### Excerpted data
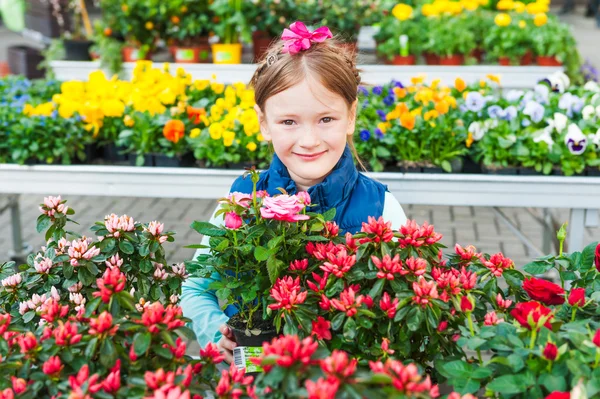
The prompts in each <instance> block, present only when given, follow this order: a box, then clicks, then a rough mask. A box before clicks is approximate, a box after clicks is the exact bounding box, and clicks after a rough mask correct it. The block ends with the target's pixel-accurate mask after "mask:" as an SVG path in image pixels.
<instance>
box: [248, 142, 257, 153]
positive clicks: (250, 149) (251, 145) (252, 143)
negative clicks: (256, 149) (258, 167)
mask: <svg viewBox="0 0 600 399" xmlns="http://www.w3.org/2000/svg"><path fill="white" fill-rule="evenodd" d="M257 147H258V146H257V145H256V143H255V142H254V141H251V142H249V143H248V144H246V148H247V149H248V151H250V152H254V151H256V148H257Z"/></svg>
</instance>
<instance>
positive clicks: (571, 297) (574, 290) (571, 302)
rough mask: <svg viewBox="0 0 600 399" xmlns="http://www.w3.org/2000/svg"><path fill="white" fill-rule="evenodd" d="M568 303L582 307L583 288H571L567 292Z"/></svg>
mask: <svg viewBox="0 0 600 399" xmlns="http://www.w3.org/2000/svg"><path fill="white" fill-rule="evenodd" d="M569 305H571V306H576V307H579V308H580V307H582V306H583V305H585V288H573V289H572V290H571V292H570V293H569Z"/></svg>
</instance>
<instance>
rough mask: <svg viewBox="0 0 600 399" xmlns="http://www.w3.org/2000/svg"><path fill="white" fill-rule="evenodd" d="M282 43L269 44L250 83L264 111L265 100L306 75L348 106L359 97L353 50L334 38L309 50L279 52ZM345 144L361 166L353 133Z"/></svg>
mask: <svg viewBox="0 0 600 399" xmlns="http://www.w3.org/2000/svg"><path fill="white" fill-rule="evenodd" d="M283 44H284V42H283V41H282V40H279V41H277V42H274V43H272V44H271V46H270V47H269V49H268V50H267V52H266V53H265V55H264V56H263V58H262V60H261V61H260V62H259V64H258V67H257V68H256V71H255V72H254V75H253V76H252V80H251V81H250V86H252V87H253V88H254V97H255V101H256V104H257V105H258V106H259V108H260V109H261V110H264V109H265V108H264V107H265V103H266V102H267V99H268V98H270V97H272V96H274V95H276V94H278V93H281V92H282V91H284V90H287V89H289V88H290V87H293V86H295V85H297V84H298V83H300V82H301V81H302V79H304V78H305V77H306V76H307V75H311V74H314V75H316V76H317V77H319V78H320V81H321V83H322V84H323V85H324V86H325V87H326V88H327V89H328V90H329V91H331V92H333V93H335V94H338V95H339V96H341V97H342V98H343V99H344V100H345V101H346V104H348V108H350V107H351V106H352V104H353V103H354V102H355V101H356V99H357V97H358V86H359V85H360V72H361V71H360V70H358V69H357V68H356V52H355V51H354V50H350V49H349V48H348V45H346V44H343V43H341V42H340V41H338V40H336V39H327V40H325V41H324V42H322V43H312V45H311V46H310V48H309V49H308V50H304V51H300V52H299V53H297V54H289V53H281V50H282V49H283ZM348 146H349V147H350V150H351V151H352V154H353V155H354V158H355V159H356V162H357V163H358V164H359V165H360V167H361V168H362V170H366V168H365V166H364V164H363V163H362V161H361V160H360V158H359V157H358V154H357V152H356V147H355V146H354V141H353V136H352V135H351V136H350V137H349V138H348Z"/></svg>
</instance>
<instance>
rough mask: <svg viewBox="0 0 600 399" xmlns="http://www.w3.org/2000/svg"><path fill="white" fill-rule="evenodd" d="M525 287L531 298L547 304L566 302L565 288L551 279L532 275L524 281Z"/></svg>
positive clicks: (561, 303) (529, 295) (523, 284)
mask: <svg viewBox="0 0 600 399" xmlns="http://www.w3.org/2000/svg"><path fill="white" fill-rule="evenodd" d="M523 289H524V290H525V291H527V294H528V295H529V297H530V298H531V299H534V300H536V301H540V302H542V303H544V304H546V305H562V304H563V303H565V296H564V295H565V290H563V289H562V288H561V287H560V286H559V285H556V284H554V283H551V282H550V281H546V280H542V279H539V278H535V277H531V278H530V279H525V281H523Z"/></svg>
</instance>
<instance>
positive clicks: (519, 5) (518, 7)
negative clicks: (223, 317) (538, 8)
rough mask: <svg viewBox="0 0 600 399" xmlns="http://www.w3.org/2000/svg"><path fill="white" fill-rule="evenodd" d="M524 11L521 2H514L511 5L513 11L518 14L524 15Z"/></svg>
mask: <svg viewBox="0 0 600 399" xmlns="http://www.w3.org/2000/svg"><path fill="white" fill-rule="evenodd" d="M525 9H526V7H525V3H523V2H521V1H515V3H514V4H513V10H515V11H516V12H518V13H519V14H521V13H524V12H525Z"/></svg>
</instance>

### What you will do
Convert every line of the records above into a JSON list of strings, one string per line, skipping blank lines and leaving out the pictures.

### Written answer
[
  "The prompts in each <instance> block, present only when given, follow this order: a box, then clicks, then a rough mask. A box before clicks is approximate, a box after clicks is the exact bounding box, and clicks after a rough mask correct it. The block ends with the target's pixel-accurate mask after \"mask:\" as an SVG path in image pixels.",
  "<instance>",
  "box: [248, 142, 257, 153]",
  "positive clicks: (250, 149) (251, 145) (252, 143)",
  "negative clicks: (256, 149) (258, 167)",
  "mask: <svg viewBox=\"0 0 600 399\" xmlns=\"http://www.w3.org/2000/svg\"><path fill=\"white\" fill-rule=\"evenodd\" d=\"M257 147H258V146H257V145H256V143H255V142H254V141H251V142H249V143H248V144H246V148H247V149H248V151H250V152H254V151H256V148H257Z\"/></svg>",
  "</instance>",
  "<instance>",
  "positive clicks: (571, 297) (574, 290) (571, 302)",
  "rough mask: <svg viewBox=\"0 0 600 399\" xmlns=\"http://www.w3.org/2000/svg\"><path fill=\"white\" fill-rule=\"evenodd\" d=\"M568 303L582 307L583 288H571L567 292Z\"/></svg>",
  "mask: <svg viewBox=\"0 0 600 399\" xmlns=\"http://www.w3.org/2000/svg\"><path fill=\"white\" fill-rule=\"evenodd\" d=\"M569 305H571V306H576V307H579V308H580V307H582V306H583V305H585V288H573V289H572V290H571V292H570V293H569Z\"/></svg>",
  "</instance>",
  "<instance>",
  "rough mask: <svg viewBox=\"0 0 600 399\" xmlns=\"http://www.w3.org/2000/svg\"><path fill=\"white\" fill-rule=\"evenodd\" d=\"M282 43L269 44L250 83L264 111L265 100L306 75L348 106L359 97L353 50L334 38L309 50L279 52ZM345 144L361 166L353 133Z\"/></svg>",
  "mask: <svg viewBox=\"0 0 600 399\" xmlns=\"http://www.w3.org/2000/svg\"><path fill=\"white\" fill-rule=\"evenodd\" d=\"M283 44H284V42H283V41H282V40H279V41H277V42H274V43H272V44H271V46H270V47H269V49H268V50H267V52H266V53H265V55H264V56H263V58H262V60H261V61H260V62H259V64H258V67H257V68H256V71H255V72H254V75H253V76H252V80H251V81H250V86H252V87H253V88H254V97H255V101H256V104H257V105H258V106H259V108H260V109H261V110H264V109H265V108H264V107H265V103H266V102H267V99H268V98H270V97H272V96H274V95H276V94H278V93H281V92H282V91H284V90H287V89H289V88H290V87H293V86H295V85H297V84H298V83H300V82H301V81H302V79H304V78H305V77H306V76H307V75H311V74H314V75H316V76H317V77H319V78H320V81H321V83H322V84H323V85H324V86H325V87H326V88H327V89H328V90H329V91H331V92H333V93H335V94H338V95H339V96H341V97H342V98H343V99H344V100H345V101H346V104H348V108H350V107H351V106H352V104H353V103H354V102H355V101H356V99H357V97H358V86H359V85H360V72H361V71H360V70H358V69H357V68H356V52H355V51H354V50H350V49H349V48H348V45H346V44H343V43H341V42H340V41H338V40H336V39H327V40H325V41H324V42H322V43H312V45H311V46H310V48H309V49H308V50H304V51H300V52H299V53H297V54H289V53H281V50H282V49H283ZM348 146H349V147H350V150H351V151H352V154H353V155H354V158H355V159H356V162H357V163H358V164H359V165H360V167H361V168H362V170H366V168H365V166H364V164H363V163H362V161H361V160H360V158H359V157H358V154H357V152H356V147H355V146H354V141H353V136H352V135H351V136H350V137H349V138H348Z\"/></svg>",
  "</instance>",
  "<instance>",
  "rough mask: <svg viewBox=\"0 0 600 399\" xmlns=\"http://www.w3.org/2000/svg\"><path fill=\"white\" fill-rule=\"evenodd\" d=\"M525 287L531 298L547 304L566 302L565 288L551 279L532 275L524 281Z\"/></svg>",
  "positive clicks: (561, 303) (529, 295) (523, 284)",
  "mask: <svg viewBox=\"0 0 600 399\" xmlns=\"http://www.w3.org/2000/svg\"><path fill=\"white\" fill-rule=\"evenodd\" d=\"M523 289H524V290H525V291H527V294H528V295H529V297H530V298H531V299H534V300H536V301H540V302H542V303H544V304H546V305H562V304H563V303H565V296H564V295H565V290H563V289H562V288H561V287H560V286H559V285H556V284H554V283H551V282H550V281H546V280H542V279H539V278H535V277H531V278H530V279H525V281H523Z\"/></svg>",
  "</instance>",
  "<instance>",
  "positive clicks: (519, 5) (518, 7)",
  "negative clicks: (223, 317) (538, 8)",
  "rough mask: <svg viewBox=\"0 0 600 399\" xmlns=\"http://www.w3.org/2000/svg\"><path fill=\"white\" fill-rule=\"evenodd\" d=\"M524 11L521 2H514L511 5L513 11L518 14L524 15Z\"/></svg>",
  "mask: <svg viewBox=\"0 0 600 399\" xmlns=\"http://www.w3.org/2000/svg\"><path fill=\"white\" fill-rule=\"evenodd\" d=\"M525 9H526V7H525V3H523V2H521V1H515V3H514V4H513V10H515V11H516V12H518V13H519V14H521V13H524V12H525Z\"/></svg>",
  "</instance>"
]